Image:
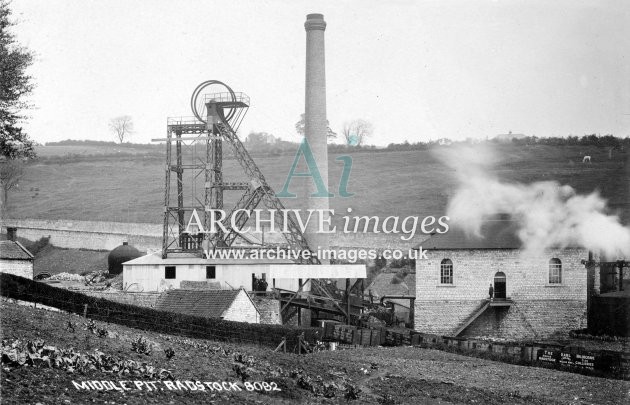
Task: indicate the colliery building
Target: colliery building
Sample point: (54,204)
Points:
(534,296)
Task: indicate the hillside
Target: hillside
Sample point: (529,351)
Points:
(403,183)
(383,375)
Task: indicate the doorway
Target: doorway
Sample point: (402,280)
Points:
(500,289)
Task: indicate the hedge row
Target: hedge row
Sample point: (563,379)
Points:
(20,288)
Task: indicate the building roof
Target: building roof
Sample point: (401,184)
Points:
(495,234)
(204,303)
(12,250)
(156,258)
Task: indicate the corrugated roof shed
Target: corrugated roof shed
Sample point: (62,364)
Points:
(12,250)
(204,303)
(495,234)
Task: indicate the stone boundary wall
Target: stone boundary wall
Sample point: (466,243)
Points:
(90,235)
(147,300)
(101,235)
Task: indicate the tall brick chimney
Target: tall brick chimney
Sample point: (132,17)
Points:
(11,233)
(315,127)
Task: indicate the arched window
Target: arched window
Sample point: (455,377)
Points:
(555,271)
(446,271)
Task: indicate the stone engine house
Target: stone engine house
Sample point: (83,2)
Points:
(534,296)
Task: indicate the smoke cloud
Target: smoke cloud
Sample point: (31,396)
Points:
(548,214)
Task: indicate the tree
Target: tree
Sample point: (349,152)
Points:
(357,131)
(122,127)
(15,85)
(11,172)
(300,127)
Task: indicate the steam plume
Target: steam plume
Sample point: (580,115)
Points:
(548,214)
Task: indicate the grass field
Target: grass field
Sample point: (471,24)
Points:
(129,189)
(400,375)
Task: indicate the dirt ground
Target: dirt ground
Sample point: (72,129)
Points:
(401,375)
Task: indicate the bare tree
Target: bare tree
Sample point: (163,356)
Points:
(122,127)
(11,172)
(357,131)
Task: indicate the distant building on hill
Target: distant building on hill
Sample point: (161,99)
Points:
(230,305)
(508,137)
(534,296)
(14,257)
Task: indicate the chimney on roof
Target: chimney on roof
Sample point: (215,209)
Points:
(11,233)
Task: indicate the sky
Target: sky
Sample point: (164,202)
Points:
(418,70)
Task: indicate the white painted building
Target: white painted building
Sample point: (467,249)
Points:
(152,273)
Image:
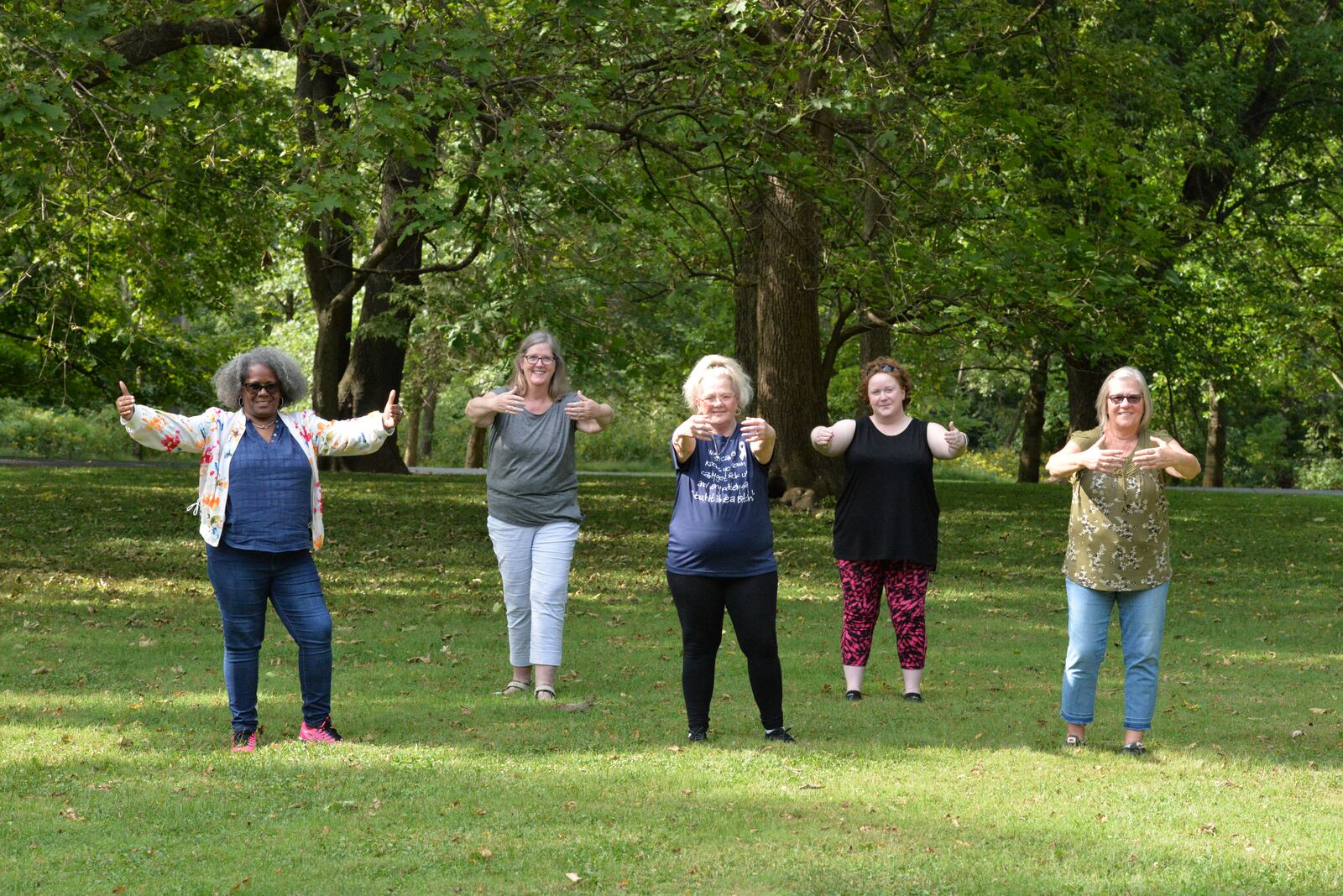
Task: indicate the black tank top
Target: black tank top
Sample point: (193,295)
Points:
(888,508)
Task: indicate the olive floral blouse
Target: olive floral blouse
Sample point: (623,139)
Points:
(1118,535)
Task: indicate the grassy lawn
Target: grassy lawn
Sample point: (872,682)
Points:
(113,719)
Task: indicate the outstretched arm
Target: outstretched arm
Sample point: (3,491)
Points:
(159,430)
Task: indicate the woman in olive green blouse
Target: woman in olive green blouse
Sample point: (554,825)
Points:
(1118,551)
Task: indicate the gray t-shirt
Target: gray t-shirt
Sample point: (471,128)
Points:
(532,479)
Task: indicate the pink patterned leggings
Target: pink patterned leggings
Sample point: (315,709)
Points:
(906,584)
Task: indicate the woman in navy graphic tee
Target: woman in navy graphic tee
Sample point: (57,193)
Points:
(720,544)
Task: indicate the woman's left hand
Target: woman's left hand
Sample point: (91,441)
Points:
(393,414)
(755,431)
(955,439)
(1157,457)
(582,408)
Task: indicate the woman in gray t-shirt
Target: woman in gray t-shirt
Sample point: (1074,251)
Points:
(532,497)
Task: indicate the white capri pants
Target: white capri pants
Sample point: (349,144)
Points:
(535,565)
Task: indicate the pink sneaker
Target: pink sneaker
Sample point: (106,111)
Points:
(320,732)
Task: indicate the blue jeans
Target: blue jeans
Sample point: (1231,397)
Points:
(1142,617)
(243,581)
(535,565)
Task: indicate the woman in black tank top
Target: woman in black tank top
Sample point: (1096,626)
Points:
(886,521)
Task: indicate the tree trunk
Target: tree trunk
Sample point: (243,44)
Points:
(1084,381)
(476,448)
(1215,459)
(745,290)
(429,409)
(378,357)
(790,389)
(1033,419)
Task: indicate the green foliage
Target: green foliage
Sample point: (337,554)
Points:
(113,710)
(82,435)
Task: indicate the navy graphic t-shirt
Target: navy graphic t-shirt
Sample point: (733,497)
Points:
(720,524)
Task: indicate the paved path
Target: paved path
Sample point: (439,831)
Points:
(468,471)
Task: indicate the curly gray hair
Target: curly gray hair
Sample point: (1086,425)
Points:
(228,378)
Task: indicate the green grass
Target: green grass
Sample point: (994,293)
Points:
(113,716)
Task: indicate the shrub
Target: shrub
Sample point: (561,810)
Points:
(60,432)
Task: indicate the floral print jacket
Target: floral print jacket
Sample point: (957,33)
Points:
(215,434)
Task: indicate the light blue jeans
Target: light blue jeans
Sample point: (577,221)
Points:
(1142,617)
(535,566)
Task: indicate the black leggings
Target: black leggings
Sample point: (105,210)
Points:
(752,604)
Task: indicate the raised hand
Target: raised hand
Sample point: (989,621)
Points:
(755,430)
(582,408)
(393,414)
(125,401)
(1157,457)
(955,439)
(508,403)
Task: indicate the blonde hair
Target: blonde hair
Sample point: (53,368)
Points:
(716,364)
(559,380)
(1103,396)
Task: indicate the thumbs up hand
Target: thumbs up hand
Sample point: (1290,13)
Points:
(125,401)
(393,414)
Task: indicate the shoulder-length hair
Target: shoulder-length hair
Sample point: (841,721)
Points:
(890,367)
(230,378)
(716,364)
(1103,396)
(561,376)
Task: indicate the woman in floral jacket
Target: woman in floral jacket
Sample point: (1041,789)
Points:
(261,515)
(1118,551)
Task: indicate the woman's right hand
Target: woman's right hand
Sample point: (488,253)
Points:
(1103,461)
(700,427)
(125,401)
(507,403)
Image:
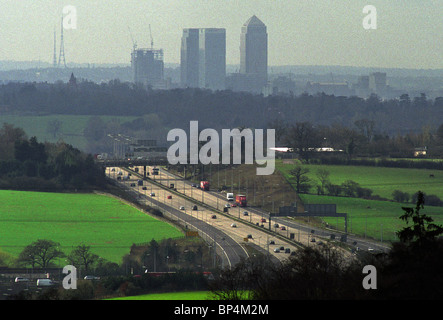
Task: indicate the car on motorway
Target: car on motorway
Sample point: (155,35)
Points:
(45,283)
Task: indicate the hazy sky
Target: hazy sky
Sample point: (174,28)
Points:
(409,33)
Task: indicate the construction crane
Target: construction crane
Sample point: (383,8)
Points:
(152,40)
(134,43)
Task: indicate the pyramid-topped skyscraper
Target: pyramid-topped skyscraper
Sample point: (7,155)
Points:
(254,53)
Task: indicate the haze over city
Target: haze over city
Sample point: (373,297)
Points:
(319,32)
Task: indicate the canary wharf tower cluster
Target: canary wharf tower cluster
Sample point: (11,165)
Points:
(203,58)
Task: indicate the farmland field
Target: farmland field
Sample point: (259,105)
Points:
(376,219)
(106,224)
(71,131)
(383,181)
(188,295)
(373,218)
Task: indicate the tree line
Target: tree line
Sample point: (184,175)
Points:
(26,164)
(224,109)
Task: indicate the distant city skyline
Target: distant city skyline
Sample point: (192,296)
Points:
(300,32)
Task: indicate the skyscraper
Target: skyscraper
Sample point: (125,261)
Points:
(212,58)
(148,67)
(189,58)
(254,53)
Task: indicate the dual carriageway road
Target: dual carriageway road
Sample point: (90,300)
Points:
**********
- _Activity_
Beginning with the line above that contains "Target: curly gray hair" and finishing with the line that contains "Task: indicate the pyramid-topped skyscraper", print those lines exactly and only. Skip all pictures.

- _Result for this task_
Target: curly gray hair
Sample point: (1086,425)
Points:
(228,378)
Task: indicate the green grass
Target: green grass
Sample point: (994,293)
Points:
(113,716)
Task: indicate the shrub
Target: shrub
Sample point: (561,810)
Points:
(60,432)
Task: indicate the floral print jacket
Target: floral print jacket
Sample point: (957,33)
Points:
(215,434)
Task: indicate the light blue jeans
Target: light blue jeans
Sample point: (577,221)
Points:
(1142,617)
(535,566)
Task: indicate the black leggings
Target: black leggings
Sample point: (105,210)
Points:
(752,604)
Task: indicate the raised hand
Target: raised hand
Sample point: (989,621)
Points:
(755,430)
(582,408)
(393,414)
(125,401)
(1157,457)
(955,439)
(508,403)
Task: indicate the blonde hair
Target: blonde hair
Sample point: (53,368)
Points:
(716,364)
(559,380)
(1103,396)
Task: indicate the thumbs up hand
Target: thumbs up hand
Sample point: (1290,13)
Points:
(125,401)
(393,414)
Task: indicate the shoulder-length hair
Target: shoulder-length hair
Sample point: (841,721)
Points:
(890,367)
(230,378)
(716,364)
(1103,396)
(561,376)
Task: indicate the woman in floral jacket
Target: woman in floral jacket
Sample point: (1041,789)
Points:
(261,515)
(1118,551)
Task: indicate the woman's right hand
Target: woman's right hand
Sample point: (488,253)
Points:
(1103,461)
(700,427)
(125,401)
(507,403)
Image:
Task: indicate the car on motorway
Target: car on motorway
Sample point: (155,35)
Points:
(45,283)
Task: indicate the hazy sky
Target: hazy sky
Sample point: (174,28)
Points:
(409,33)
Task: indicate the construction crane
Target: construction crane
Sample point: (383,8)
Points:
(152,40)
(134,43)
Task: indicate the pyramid-topped skyscraper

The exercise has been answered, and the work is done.